**EXERCISE DATA:**
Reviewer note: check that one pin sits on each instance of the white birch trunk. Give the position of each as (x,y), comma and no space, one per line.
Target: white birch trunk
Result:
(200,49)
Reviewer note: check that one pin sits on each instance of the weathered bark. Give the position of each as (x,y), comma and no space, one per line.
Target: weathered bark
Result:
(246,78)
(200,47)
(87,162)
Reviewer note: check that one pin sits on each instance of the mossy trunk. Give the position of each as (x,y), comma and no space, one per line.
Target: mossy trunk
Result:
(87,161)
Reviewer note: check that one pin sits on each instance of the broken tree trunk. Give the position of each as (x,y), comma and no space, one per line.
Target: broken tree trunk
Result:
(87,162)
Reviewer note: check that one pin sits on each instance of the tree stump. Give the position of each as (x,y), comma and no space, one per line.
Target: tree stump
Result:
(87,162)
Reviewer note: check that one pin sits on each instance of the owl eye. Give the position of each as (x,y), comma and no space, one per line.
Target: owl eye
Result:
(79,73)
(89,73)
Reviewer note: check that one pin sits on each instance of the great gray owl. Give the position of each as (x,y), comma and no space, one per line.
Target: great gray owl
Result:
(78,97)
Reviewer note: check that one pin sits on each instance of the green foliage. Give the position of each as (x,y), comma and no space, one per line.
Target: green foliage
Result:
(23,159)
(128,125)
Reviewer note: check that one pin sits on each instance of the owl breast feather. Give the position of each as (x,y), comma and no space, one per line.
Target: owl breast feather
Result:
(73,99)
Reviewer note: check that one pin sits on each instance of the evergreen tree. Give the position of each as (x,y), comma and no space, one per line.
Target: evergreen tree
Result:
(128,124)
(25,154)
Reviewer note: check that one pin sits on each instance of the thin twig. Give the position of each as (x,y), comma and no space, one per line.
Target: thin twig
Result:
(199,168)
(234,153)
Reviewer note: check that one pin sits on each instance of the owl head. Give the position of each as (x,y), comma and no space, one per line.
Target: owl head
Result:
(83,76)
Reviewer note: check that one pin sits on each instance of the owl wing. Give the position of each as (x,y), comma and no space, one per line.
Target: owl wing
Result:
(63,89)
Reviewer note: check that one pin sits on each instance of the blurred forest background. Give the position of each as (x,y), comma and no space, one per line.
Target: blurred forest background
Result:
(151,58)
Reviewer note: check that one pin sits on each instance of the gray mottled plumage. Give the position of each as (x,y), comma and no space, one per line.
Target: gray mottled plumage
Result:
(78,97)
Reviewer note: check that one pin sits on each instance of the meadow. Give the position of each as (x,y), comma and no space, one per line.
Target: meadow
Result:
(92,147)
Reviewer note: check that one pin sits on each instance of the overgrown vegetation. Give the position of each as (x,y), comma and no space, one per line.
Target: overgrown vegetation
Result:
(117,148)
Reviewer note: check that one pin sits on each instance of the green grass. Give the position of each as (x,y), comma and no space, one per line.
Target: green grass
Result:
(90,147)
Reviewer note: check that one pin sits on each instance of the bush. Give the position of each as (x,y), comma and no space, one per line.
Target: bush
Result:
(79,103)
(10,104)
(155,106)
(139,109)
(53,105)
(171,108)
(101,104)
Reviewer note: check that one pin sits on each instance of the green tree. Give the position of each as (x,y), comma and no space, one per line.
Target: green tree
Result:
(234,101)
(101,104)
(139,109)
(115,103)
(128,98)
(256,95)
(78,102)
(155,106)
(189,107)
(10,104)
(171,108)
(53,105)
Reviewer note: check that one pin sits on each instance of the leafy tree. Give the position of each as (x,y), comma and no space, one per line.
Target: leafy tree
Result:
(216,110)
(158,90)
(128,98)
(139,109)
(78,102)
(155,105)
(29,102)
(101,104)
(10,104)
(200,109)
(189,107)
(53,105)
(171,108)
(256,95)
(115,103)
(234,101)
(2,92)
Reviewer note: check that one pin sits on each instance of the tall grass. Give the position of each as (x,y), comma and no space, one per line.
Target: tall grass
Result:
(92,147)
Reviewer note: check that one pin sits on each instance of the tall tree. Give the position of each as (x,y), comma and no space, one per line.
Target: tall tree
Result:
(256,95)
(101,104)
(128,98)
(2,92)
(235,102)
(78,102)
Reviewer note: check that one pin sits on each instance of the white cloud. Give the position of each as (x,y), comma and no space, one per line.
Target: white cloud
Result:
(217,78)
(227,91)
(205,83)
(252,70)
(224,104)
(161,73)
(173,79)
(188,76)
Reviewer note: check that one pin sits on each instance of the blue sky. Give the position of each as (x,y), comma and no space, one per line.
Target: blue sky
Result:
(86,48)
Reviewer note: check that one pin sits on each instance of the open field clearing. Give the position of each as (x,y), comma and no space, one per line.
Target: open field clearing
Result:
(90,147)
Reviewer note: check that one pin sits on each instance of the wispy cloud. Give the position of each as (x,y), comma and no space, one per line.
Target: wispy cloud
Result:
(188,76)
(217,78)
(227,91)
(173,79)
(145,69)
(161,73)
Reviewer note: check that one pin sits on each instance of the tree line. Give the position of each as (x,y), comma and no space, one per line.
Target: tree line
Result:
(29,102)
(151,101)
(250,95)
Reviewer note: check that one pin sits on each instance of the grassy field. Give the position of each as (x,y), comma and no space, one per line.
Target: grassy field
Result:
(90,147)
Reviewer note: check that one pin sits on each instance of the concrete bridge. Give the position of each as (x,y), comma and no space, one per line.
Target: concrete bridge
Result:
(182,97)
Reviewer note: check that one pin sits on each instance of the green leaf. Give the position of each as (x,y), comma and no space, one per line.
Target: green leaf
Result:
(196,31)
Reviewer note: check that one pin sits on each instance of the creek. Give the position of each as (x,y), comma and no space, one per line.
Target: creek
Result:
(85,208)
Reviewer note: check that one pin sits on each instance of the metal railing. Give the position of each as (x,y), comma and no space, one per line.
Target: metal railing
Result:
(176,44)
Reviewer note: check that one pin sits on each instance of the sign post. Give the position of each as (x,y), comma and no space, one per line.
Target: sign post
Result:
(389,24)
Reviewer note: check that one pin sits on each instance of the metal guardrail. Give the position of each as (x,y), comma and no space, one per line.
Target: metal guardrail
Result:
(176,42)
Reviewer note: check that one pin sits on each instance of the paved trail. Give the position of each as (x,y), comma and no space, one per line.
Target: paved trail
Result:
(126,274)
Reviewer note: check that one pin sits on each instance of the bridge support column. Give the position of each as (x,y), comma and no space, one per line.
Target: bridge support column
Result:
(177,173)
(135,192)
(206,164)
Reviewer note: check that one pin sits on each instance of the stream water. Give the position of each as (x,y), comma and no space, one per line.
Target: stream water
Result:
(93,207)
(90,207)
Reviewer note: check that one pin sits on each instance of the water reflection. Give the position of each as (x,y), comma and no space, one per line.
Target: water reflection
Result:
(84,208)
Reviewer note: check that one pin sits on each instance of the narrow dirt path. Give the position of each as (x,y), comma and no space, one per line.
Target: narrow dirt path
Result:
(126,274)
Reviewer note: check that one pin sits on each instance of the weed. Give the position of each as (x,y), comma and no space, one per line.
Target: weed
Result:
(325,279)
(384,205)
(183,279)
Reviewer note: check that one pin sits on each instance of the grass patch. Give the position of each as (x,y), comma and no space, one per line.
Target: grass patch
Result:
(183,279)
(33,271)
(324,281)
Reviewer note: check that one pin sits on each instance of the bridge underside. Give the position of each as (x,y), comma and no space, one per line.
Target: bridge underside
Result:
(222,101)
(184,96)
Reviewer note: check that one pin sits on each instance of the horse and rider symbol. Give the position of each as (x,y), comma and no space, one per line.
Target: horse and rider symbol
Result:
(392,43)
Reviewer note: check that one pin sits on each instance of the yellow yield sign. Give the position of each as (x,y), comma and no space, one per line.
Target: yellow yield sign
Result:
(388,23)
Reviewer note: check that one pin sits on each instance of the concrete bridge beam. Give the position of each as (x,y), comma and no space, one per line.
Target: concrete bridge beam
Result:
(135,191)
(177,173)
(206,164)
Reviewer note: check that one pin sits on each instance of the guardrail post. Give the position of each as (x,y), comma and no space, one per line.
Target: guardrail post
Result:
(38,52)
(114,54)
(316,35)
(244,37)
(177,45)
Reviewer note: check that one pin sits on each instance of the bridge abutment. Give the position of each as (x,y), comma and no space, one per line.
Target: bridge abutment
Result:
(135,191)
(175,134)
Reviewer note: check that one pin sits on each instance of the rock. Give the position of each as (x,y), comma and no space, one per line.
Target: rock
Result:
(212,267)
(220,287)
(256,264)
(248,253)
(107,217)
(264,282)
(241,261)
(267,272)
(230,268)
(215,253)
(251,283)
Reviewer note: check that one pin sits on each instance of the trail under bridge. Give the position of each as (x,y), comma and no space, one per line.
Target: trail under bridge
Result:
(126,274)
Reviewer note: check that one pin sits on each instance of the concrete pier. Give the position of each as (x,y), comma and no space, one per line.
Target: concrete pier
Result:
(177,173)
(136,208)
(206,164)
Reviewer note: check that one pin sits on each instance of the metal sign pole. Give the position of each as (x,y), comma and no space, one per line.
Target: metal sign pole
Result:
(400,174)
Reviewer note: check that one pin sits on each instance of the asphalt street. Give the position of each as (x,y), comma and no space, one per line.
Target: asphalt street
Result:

* * *

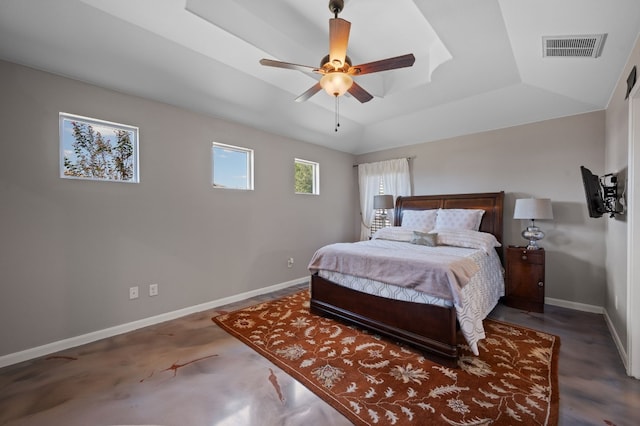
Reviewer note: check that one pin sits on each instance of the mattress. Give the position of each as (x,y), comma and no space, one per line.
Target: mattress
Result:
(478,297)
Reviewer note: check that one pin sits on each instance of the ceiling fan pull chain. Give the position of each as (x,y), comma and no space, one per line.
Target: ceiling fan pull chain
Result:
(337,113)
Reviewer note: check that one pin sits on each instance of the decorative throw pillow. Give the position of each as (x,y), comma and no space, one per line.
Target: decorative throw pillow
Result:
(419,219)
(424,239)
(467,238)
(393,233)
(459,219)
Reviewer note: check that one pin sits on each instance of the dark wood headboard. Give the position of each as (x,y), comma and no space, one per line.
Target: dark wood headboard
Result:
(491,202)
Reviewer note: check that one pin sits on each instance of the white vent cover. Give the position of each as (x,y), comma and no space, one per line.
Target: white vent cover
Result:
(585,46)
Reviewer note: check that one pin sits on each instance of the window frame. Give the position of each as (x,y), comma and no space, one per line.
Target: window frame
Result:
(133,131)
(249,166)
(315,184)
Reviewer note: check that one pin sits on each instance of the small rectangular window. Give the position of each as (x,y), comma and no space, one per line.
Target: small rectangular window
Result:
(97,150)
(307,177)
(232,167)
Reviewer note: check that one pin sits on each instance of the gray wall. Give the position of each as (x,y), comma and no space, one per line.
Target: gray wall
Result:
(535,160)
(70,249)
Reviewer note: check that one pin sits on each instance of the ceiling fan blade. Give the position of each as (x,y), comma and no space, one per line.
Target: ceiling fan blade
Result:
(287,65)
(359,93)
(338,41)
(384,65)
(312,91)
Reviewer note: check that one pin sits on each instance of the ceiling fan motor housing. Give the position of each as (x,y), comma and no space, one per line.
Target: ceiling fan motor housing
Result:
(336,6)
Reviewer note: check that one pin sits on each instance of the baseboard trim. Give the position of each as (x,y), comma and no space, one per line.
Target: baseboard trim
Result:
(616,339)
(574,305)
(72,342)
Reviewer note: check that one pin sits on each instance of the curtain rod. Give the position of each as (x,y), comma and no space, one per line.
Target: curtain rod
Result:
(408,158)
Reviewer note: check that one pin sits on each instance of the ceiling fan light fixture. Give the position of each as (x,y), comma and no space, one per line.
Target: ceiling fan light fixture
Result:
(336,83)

**ASSIGNMENT:**
Each line in the entries above, starting at the line with "the white birch" and ending at the line with "of the weathered", is to be printed exactly, and only those lines.

**EXERCISE RESULT:**
Reviewer note: check that one pin sits on each instance of the white birch trunk. Give the position of each as (x,y), comma and no space, one per line.
Target: white birch trunk
Result:
(200,49)
Reviewer note: check that one pin sits on each instance of the weathered bark. Give the position of each as (x,y), comma and no space, one per line.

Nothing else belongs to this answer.